Dataset content:
══════════

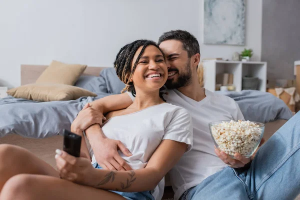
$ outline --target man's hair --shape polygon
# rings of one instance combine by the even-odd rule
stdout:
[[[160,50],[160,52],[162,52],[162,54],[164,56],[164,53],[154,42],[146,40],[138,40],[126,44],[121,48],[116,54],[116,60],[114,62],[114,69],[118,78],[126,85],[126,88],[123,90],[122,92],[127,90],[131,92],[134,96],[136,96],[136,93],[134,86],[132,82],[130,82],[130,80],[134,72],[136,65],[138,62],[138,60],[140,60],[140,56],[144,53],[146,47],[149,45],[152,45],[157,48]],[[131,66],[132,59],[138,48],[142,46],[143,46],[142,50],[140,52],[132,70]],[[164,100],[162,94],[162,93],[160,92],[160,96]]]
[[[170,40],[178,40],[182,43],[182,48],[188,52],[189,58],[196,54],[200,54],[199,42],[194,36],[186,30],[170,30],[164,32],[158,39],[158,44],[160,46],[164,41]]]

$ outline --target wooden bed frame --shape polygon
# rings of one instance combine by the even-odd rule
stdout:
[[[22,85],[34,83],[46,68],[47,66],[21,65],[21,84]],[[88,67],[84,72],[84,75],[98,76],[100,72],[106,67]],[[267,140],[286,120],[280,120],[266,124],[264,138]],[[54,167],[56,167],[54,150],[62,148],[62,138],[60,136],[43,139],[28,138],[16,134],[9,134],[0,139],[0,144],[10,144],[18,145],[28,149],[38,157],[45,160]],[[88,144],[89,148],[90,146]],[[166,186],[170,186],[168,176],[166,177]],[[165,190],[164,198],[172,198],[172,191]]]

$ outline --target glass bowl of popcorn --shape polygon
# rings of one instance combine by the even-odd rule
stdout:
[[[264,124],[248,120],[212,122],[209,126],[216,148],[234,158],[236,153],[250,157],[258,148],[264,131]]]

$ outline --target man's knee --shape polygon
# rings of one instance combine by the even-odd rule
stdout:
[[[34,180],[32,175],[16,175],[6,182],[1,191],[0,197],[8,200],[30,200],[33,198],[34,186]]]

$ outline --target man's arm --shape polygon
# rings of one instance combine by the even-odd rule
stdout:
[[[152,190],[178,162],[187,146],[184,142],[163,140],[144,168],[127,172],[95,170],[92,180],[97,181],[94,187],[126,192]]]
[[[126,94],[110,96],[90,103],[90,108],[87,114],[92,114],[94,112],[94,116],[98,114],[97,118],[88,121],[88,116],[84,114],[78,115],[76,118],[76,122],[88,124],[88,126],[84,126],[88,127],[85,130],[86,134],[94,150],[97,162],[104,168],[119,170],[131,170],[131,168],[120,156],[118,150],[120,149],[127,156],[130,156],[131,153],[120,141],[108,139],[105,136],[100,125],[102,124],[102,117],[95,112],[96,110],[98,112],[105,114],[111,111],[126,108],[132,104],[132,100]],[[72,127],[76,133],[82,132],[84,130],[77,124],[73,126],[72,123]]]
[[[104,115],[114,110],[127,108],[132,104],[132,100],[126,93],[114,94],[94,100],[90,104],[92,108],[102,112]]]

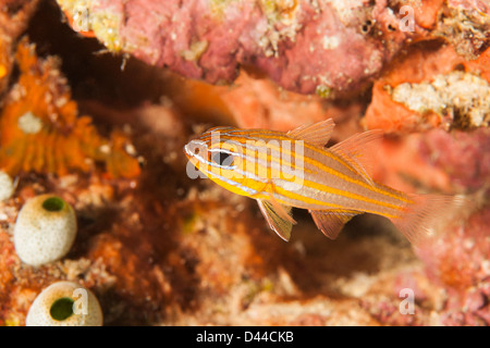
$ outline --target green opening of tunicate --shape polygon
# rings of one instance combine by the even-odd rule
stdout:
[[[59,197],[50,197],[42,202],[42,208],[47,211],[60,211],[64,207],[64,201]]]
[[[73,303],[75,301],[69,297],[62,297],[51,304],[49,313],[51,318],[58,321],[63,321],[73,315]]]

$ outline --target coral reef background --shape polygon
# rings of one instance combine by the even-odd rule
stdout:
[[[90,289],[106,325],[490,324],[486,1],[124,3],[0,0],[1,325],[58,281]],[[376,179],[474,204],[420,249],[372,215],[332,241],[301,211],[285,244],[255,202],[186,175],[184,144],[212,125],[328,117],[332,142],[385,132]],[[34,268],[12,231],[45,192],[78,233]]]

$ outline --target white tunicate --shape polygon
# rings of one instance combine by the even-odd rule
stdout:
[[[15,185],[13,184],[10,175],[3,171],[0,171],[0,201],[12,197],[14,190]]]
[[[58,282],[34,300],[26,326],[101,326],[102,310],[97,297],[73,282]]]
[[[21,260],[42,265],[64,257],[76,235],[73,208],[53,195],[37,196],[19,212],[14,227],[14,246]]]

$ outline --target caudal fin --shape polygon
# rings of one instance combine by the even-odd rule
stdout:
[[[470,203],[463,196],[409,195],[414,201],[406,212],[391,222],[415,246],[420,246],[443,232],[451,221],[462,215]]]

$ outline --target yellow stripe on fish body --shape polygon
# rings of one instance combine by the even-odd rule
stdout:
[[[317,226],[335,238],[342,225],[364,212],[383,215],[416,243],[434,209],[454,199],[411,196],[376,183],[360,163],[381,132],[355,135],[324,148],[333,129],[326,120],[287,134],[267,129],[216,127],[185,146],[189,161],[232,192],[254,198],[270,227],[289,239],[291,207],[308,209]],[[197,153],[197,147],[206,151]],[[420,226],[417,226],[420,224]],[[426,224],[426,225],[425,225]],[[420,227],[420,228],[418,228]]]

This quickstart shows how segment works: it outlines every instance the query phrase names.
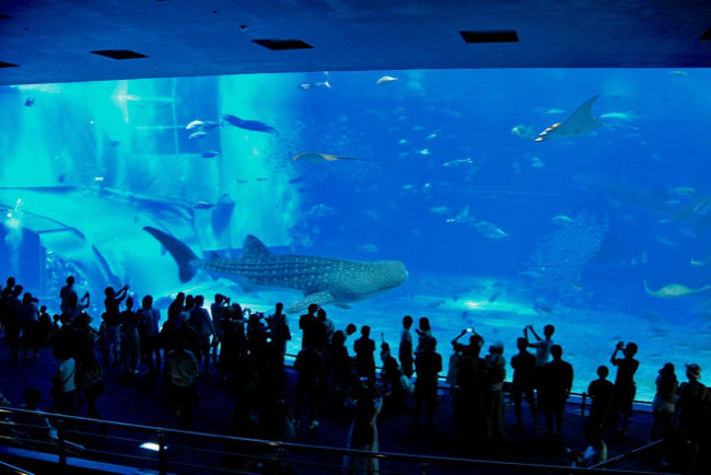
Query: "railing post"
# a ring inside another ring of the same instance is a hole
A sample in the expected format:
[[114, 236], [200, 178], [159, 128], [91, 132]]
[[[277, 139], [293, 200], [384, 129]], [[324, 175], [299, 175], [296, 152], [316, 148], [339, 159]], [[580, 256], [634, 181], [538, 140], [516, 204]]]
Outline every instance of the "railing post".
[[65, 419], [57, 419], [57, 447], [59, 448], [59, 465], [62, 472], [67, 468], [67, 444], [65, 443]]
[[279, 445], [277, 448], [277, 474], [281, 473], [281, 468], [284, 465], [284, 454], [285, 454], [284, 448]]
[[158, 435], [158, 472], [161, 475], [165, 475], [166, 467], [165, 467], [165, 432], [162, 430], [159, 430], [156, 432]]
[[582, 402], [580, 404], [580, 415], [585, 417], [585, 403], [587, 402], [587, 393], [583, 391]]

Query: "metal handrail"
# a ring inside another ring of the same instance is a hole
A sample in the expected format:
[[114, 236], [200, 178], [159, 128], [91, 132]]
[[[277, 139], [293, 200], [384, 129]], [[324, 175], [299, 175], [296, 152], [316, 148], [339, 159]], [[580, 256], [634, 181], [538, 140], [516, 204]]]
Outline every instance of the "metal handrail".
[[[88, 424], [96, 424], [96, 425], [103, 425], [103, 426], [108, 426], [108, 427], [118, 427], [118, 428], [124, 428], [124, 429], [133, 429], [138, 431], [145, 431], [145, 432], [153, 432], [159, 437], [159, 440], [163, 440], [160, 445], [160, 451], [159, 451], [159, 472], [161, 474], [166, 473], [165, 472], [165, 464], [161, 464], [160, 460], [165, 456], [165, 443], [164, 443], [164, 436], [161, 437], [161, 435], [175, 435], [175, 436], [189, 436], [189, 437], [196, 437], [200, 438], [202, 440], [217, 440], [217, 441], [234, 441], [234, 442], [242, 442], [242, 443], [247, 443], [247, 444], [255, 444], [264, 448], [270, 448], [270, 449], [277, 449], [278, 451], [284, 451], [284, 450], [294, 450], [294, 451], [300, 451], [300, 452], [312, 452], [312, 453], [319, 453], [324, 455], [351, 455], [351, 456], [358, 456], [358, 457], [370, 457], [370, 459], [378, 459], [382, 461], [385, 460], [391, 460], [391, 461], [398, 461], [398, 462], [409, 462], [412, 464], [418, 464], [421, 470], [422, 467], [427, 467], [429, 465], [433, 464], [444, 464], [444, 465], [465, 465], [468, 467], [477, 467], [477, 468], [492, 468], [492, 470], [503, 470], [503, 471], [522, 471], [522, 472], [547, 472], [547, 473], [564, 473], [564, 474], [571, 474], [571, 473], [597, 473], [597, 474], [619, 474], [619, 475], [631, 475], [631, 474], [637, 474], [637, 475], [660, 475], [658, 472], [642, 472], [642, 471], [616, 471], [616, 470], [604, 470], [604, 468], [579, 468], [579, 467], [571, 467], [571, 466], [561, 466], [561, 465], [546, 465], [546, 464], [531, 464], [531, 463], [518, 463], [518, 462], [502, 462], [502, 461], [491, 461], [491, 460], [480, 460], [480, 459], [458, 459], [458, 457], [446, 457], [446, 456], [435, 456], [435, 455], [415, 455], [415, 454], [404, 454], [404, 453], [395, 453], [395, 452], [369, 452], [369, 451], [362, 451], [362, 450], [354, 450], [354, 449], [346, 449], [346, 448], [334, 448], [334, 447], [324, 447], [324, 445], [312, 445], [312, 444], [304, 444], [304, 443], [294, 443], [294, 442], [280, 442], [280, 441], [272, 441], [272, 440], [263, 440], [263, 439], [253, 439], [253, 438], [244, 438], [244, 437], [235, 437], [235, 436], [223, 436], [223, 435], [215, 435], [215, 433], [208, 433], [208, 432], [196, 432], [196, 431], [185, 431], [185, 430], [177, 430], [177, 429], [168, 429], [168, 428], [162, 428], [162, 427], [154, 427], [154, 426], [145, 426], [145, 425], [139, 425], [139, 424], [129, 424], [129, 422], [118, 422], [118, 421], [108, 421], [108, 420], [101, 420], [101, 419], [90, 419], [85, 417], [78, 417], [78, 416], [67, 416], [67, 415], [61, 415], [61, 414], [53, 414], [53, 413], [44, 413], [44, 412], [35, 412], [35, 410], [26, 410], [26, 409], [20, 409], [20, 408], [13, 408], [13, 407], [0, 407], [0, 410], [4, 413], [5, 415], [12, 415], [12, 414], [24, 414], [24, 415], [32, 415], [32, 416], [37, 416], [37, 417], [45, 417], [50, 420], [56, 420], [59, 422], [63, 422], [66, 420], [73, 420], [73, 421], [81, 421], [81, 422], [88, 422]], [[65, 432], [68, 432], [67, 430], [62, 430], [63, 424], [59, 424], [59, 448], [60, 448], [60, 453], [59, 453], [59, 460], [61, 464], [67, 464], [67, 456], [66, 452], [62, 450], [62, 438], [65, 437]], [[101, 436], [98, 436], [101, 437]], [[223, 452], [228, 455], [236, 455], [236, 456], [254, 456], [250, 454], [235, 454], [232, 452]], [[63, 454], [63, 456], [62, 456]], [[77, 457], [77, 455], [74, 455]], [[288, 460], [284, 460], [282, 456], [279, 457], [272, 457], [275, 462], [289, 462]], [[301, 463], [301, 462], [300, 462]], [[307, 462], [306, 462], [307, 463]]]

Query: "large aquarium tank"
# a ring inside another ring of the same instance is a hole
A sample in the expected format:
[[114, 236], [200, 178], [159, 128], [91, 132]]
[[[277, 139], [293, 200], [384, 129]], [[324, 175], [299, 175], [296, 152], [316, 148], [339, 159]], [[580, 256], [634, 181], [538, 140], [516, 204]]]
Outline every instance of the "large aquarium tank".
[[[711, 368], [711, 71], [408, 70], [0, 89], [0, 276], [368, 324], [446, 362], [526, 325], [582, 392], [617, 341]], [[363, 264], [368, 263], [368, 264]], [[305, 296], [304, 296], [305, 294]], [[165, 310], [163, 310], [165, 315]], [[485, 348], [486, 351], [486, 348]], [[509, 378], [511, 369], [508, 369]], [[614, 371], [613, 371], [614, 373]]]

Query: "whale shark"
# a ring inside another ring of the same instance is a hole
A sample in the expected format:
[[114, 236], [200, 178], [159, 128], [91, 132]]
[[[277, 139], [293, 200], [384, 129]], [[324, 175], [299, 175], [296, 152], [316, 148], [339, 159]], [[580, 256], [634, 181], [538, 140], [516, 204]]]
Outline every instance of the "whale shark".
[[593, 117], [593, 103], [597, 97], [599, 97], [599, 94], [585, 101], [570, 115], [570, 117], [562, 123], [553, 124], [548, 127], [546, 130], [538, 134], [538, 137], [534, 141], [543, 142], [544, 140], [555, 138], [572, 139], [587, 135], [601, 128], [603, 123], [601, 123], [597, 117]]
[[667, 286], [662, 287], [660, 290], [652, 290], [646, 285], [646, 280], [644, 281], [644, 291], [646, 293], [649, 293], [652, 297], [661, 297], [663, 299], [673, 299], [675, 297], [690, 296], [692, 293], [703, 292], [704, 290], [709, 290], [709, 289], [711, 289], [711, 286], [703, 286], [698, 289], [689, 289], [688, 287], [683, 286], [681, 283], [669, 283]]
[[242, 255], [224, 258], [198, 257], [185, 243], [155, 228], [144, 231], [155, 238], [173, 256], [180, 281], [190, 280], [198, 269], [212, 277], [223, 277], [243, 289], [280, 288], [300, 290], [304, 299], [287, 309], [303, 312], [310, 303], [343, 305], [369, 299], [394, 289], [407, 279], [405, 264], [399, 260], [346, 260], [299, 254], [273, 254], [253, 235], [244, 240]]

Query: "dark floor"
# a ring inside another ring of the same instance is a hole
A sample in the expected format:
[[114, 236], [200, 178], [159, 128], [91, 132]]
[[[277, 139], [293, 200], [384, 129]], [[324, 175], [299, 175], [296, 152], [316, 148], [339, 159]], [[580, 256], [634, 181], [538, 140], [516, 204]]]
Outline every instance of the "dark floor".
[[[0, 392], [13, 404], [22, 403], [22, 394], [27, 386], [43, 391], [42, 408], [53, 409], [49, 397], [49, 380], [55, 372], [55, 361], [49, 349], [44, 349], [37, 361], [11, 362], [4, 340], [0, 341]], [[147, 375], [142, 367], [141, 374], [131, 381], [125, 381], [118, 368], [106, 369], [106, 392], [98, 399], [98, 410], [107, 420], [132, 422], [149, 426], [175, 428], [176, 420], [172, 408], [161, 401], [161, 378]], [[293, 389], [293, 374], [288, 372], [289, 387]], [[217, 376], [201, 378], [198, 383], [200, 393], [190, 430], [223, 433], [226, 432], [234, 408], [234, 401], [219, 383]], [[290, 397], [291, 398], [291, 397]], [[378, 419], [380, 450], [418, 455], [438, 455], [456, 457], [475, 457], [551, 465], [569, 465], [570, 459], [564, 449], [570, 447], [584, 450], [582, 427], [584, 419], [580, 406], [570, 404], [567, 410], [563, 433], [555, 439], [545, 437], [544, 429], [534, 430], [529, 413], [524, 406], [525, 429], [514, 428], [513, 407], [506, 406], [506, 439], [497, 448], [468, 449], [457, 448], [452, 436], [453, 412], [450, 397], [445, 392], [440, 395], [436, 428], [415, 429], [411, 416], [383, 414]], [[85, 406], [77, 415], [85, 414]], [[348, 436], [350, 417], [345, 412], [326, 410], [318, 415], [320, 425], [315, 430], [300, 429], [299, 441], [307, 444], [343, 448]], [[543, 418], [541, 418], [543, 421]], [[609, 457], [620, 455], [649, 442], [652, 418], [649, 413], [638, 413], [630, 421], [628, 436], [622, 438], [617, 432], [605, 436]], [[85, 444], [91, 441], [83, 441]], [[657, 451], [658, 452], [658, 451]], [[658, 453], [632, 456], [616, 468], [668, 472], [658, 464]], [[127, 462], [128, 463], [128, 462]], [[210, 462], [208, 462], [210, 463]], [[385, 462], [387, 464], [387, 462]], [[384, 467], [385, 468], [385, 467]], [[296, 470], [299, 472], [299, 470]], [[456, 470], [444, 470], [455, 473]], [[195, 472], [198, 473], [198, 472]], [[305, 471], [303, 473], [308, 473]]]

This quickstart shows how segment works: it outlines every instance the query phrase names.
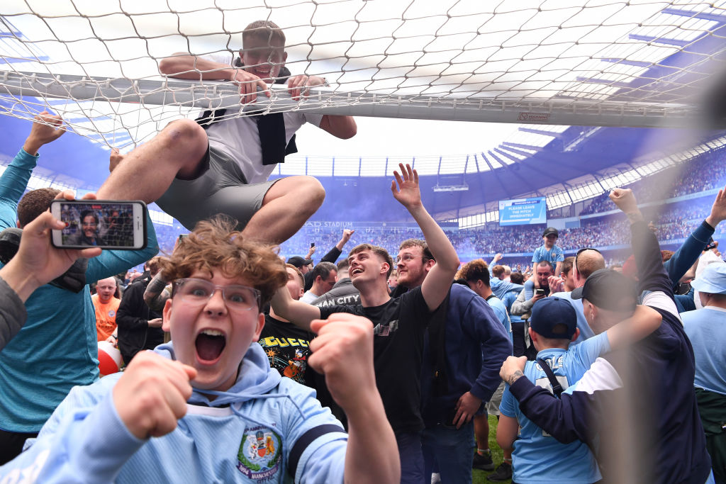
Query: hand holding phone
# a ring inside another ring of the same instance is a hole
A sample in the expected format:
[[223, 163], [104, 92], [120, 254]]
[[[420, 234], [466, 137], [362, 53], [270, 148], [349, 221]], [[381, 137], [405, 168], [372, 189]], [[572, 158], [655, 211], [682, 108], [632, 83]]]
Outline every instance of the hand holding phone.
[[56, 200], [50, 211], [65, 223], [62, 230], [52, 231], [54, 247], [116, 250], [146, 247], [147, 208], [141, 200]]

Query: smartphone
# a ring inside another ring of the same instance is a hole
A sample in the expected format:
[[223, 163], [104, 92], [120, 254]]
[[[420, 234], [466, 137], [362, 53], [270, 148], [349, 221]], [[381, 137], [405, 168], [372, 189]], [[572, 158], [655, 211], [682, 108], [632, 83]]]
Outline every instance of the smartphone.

══════════

Prompt: Only the lines from the one with "Query: smartphone" through the end of the material are wanted; copy them exactly, both ends included.

Full answer:
Query: smartphone
# a ring inside another ring of the same instance is a hole
A sample in the expected format:
[[223, 163], [104, 92], [120, 254]]
[[[420, 234], [466, 137], [362, 53], [270, 148], [349, 221]], [[381, 137], [405, 168], [372, 189]], [[572, 158], [655, 211], [682, 108], [632, 83]]]
Outline every instance of the smartphone.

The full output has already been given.